Please give back each line below unchanged; none of the pictures should appear.

RECORD SET:
::::::::::

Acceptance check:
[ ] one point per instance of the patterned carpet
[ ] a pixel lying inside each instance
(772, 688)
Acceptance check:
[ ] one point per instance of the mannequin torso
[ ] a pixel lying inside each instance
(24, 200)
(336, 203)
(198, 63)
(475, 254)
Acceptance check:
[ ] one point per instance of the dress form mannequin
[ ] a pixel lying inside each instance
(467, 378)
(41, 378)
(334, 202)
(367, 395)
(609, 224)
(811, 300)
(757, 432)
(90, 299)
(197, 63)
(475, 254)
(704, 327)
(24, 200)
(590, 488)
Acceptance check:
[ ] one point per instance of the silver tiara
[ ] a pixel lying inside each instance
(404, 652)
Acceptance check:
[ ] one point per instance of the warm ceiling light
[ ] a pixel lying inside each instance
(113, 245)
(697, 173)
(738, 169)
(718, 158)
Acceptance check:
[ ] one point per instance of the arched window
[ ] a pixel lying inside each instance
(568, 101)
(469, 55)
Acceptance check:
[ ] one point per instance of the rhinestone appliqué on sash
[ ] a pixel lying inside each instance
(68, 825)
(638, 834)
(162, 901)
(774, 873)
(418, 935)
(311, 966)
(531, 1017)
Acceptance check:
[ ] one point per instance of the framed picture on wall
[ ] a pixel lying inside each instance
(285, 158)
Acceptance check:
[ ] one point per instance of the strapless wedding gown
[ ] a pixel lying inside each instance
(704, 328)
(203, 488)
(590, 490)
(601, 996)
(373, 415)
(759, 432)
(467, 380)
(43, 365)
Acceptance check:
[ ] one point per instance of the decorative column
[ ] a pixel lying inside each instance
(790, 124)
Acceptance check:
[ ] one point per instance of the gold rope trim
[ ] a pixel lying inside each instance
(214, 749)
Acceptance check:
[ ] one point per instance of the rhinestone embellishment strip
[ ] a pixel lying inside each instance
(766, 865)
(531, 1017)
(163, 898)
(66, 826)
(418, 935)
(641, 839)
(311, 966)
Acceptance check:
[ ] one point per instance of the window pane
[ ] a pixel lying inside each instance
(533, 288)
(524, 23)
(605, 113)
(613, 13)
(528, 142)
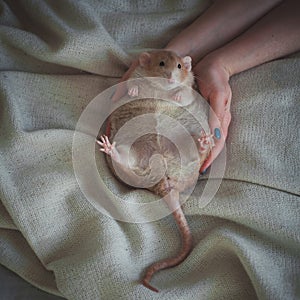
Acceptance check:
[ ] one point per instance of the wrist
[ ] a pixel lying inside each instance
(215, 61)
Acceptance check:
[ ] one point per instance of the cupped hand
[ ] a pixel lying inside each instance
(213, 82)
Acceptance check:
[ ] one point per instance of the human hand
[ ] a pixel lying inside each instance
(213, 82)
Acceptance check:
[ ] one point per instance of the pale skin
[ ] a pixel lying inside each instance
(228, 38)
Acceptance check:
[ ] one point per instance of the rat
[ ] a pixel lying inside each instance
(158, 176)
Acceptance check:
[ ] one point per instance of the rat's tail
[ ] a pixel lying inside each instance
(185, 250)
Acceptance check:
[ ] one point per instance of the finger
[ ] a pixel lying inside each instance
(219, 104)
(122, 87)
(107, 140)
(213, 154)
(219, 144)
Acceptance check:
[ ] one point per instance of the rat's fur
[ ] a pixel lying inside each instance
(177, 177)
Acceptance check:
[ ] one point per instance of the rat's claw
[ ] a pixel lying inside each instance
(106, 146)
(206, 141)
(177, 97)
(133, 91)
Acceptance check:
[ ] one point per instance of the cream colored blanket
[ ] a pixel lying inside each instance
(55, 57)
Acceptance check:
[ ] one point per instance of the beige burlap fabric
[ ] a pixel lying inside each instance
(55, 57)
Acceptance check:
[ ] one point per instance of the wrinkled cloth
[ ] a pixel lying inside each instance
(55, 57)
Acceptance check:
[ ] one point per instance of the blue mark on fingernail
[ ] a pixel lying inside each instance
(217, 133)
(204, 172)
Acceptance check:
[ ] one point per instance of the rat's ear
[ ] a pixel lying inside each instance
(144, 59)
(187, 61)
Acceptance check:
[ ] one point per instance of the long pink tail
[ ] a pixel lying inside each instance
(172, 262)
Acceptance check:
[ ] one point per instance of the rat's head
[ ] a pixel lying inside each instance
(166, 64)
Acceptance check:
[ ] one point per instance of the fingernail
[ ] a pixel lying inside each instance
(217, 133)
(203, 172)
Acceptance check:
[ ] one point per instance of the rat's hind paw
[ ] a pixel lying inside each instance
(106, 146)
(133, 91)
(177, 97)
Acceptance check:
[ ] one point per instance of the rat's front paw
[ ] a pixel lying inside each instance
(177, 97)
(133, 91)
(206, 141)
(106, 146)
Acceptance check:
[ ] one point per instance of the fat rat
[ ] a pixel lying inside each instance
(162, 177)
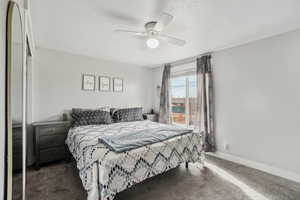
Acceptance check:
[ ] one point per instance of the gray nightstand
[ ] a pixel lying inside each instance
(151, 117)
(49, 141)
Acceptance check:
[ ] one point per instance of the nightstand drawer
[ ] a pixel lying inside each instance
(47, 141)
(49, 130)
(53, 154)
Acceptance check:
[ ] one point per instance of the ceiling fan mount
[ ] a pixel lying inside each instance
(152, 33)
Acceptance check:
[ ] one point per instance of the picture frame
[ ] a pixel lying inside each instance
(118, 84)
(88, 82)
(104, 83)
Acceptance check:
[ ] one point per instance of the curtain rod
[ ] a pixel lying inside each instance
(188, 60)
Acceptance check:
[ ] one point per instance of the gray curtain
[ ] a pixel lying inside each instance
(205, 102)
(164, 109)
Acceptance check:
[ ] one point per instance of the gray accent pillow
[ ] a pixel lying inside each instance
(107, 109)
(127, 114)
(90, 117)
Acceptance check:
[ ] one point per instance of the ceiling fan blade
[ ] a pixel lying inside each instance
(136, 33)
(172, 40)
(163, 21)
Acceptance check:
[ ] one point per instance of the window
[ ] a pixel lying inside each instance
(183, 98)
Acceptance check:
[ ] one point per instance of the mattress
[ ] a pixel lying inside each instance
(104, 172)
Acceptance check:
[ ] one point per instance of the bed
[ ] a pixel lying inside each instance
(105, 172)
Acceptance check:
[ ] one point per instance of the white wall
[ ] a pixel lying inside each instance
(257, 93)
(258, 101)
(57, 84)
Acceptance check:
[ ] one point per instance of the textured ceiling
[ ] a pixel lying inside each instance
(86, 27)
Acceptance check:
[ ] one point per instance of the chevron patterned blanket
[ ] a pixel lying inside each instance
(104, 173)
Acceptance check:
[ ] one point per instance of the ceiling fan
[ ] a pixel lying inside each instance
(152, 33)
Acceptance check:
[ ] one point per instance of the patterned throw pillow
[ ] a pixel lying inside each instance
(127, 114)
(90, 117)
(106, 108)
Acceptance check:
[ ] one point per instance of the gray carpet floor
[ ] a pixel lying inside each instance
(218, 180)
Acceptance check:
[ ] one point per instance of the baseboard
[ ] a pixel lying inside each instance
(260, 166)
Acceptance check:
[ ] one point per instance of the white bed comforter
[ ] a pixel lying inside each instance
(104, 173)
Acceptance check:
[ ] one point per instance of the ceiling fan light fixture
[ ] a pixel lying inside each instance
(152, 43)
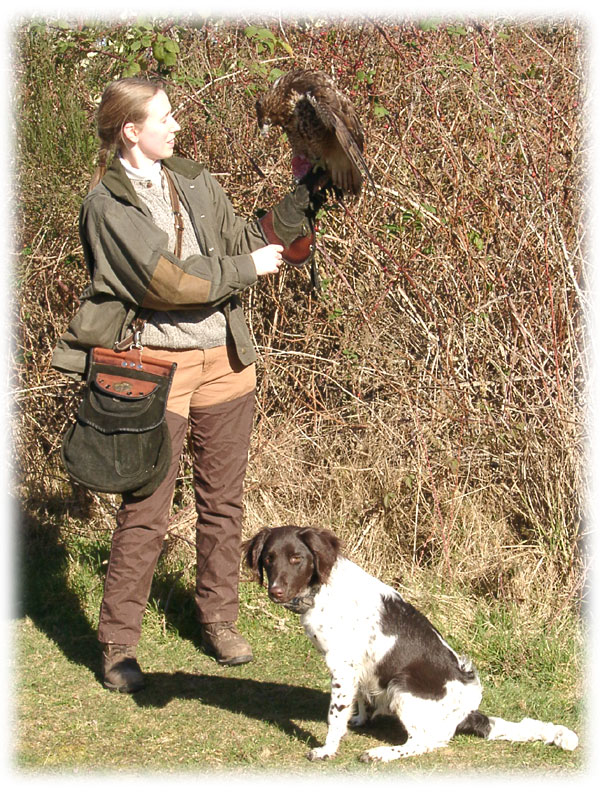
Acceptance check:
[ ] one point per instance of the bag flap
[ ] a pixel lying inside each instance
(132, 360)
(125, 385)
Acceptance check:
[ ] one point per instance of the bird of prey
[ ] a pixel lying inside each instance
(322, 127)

::::::::::

EXERCISE SOLUTION:
Acceptance check:
[ ] one point per instance of the patterned carpet
[ ] a pixel lying inside each instance
(772, 688)
Acceptance check:
[ ] one point per instance of the mannequin torso
[ ] a pixel lying inside each instance
(24, 200)
(336, 203)
(198, 63)
(475, 254)
Acceptance check:
[ ] one point per instance of the dress form mannequin
[ ] a pixel lying inside each instance
(467, 378)
(41, 378)
(334, 202)
(367, 395)
(609, 224)
(811, 300)
(757, 432)
(90, 299)
(197, 63)
(475, 254)
(704, 327)
(24, 200)
(590, 488)
Acceptance check:
[ ] one point per instance of the silver tiara
[ ] a pixel lying inside each instance
(404, 652)
Acceptance check:
[ ] one point per instance of the warm ceiling light
[ ] a pixel lying inside each instance
(113, 245)
(697, 173)
(738, 169)
(718, 158)
Acceptance check:
[ ] one point per instance of the arched window
[ ] a pixel lying inside each instance
(568, 101)
(469, 55)
Acceptance check:
[ ] one point per instance of the rhinestone appliqué on sash
[ ] a pixel lying inside each instance
(68, 825)
(638, 834)
(162, 901)
(774, 873)
(418, 935)
(311, 966)
(531, 1017)
Acceptance check:
[ ] one point per instance of the framed picture on wall
[ ] a pixel lying inside each instance
(285, 158)
Acceptance check:
[ ] one point per instance of the strapless wedding gown
[ ] a pixel lying inside each instance
(704, 328)
(203, 488)
(590, 490)
(601, 996)
(373, 415)
(759, 432)
(467, 380)
(43, 365)
Acceptance check:
[ ] one point per instance of the decorative column
[ ] a pixel lying inside each instance
(790, 124)
Acceptance check:
[ ] one point per instance of the gold rope trim
[ ] a pixel lying inside each instance
(214, 749)
Acceptance check:
[ ] one point per instance of the rhinestone embellishment strip
[ ] a pixel lying inside each instance
(766, 865)
(531, 1017)
(163, 898)
(66, 826)
(418, 935)
(641, 839)
(311, 966)
Acceptance check:
[ ] one point per instance of the window pane
[ ] a pixel lying inside each instance
(533, 288)
(524, 23)
(605, 113)
(613, 13)
(528, 142)
Acceptance check:
[ ] one point per instance of the wrist
[ ] a pixel lying inside each instance
(215, 61)
Acceptance check:
[ ] one point per instance of the cupped hand
[ ] a pixel lying inside each instance
(213, 82)
Acceptance check:
[ ] one point per instance of the human hand
[ ] a pixel lying inside each instance
(213, 82)
Acceptance check:
[ ] one point per instance of the pale skin
[ ] a pixel lying inside each instance
(228, 38)
Acceptance check:
[ ] one point per instance of the rat
[ ] a pixel lying inside each instance
(158, 176)
Acceptance check:
[ ] one point per instance of the rat's tail
[ ] a pixel lying inside each instance
(185, 250)
Acceptance check:
[ ] one point per instance of the finger
[ ] a pixel lying inside each instance
(219, 104)
(122, 87)
(107, 140)
(213, 154)
(219, 144)
Acceptance check:
[ ] one point per instance of the rat's fur
[ ] a pixel lying inside each instance
(177, 177)
Acceptance check:
[ ] one point per instance of the rat's claw
[ ] a pixel lying inside each instance
(106, 146)
(206, 141)
(177, 97)
(133, 91)
Acceptance check:
[ ] one point per instance of the cream colored blanket
[ ] a pixel lying inside each instance
(55, 57)
Acceptance check:
[ ] one point per instance of the beige burlap fabric
[ ] a pixel lying inside each instance
(55, 57)
Acceptance check:
[ ] one point per instance of the wrinkled cloth
[ ] a pixel lying inside each instance
(55, 57)
Acceptance check:
[ ] one point per instance of the blue mark on fingernail
[ ] a pixel lying inside each instance
(217, 133)
(204, 172)
Acceptance check:
[ ] one point per instance of the rat's ear
[ ] a pixel lying inside each instance
(144, 59)
(187, 61)
Acceptance check:
[ ] one point per instance of the long pink tail
[ ] a pixel lying inside each instance
(172, 262)
Acceptance check:
[ ] one point per instance of the rat's head
[ ] a pixel lying inside each instance
(166, 64)
Acceptance check:
[ ] one point per instance of the fingernail
[ ] a pixel lying inside each instance
(217, 133)
(203, 172)
Acceptance check:
[ ] one point per instance of the rat's hind paw
[ ] a pixel lying inside each instance
(106, 146)
(133, 91)
(177, 97)
Acceptance check:
[ ] one point per instance of the rat's front paw
[ ] a pixel lying inside each instance
(177, 97)
(133, 91)
(206, 141)
(106, 146)
Acceptance check:
[ ] one point per instance of the fat rat
[ ] a pixel lying inside each instance
(162, 177)
Acceptance check:
[ ] one point per instance of the gray nightstand
[ ] a pixel lying inside each instance
(151, 117)
(49, 141)
Acceptance check:
[ ] one point per instance of the nightstand drawer
[ ] a pixel lying inside each instance
(47, 141)
(49, 130)
(53, 154)
Acceptance check:
[ ] one point per instance of the ceiling fan mount
[ ] a pixel lying inside each instance
(152, 33)
Acceptance check:
[ ] one point per instance of the picture frame
[ ] a pixel lying inside each instance
(118, 84)
(88, 82)
(104, 83)
Acceptance check:
[ ] one point per instance of the curtain rod
[ ] a pixel lying inside each instance
(188, 60)
Acceptance check:
[ ] one point per instance of the gray curtain
[ ] a pixel lying inside each instance
(205, 102)
(164, 109)
Acceptance check:
[ ] one point per instance of the gray accent pillow
[ ] a pixel lying inside each instance
(107, 109)
(127, 114)
(90, 117)
Acceptance check:
[ ] one point per instance of the ceiling fan blade
[ ] a pixel lying inside each instance
(136, 33)
(172, 40)
(163, 21)
Acceptance check:
[ ] one point per instance of the window
[ ] a pixel lying inside each instance
(183, 98)
Acceptance check:
[ ] one point per instance of the mattress
[ ] a pixel lying inside each instance
(104, 172)
Acceptance check:
[ ] one point per instance of the bed
[ ] a pixel lying inside each instance
(105, 172)
Acceptance check:
[ ] one point per instance of the white wall
[ ] a pixel lying inside each instance
(257, 93)
(258, 101)
(57, 84)
Acceptance check:
[ ] one point per instance of the textured ceiling
[ ] a pixel lying inside each instance
(86, 27)
Acceptance check:
[ ] one point per instance of the chevron patterned blanket
[ ] a pixel lying inside each instance
(104, 173)
Acceptance check:
[ ] one point per instance of the ceiling fan
[ ] a pixel lying inside each instance
(152, 33)
Acceptance check:
[ ] one point per instance of the patterned throw pillow
[ ] a pixel lying inside each instance
(127, 114)
(90, 117)
(106, 108)
Acceptance check:
[ ] one point per instance of the gray carpet floor
[ ] a pixel lying inside each instance
(218, 180)
Acceptance check:
[ ] one point per instance of the baseboard
[ ] a pixel lying inside each instance
(260, 166)
Acceptance check:
[ ] one point per instance of the white bed comforter
[ ] a pixel lying inside each instance
(104, 173)
Acceptance check:
[ ] one point per instance of the ceiling fan light fixture
[ ] a pixel lying inside each instance
(152, 43)
Acceptance check:
[ ] one point per instance of the bag flap
[ ] a pixel lying inside each instance
(132, 360)
(125, 385)
Acceptance check:
[ ] one point per instance of the bird of prey
[ ] a pixel lying inside each instance
(322, 127)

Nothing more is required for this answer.